(Recorded data)
'''
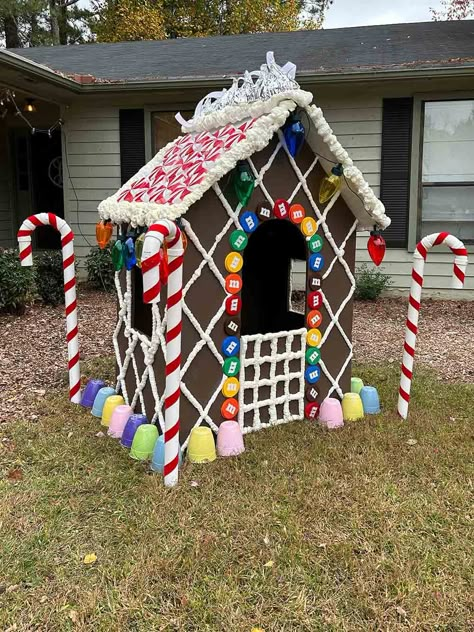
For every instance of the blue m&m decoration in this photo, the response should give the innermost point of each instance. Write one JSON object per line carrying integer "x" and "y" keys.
{"x": 316, "y": 262}
{"x": 249, "y": 221}
{"x": 230, "y": 346}
{"x": 312, "y": 374}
'''
EXERCISE PROMPT - Reproduce the data above in full, exactly as it is, with the pictures left out.

RESULT OF THE TASK -
For every instance of the blue m&m decoration in this photo, the response should give the innermost point of each instance. Write one JSON object per line carrying integer "x" and "y" keys.
{"x": 316, "y": 262}
{"x": 249, "y": 221}
{"x": 230, "y": 346}
{"x": 312, "y": 374}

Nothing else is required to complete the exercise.